Exercise brief: Copy every line of the listing below verbatim, omitting the pictures.

Material:
_ _ _

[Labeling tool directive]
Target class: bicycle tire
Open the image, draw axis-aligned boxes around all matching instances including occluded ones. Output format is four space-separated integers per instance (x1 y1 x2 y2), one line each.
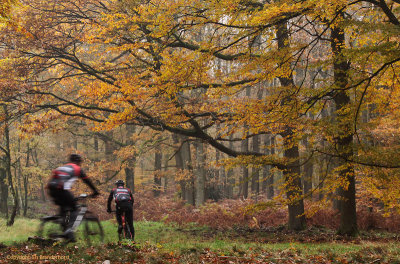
36 216 62 239
81 212 104 245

_ _ _

Result below:
[Labeling tool directive]
Target class: bicycle tire
Open the image, draw axis-aligned boxes around all matching instances including occluded ones. Output format is four space-separated integers per instance (x1 y1 x2 y2), one line each.
36 216 62 239
81 212 104 245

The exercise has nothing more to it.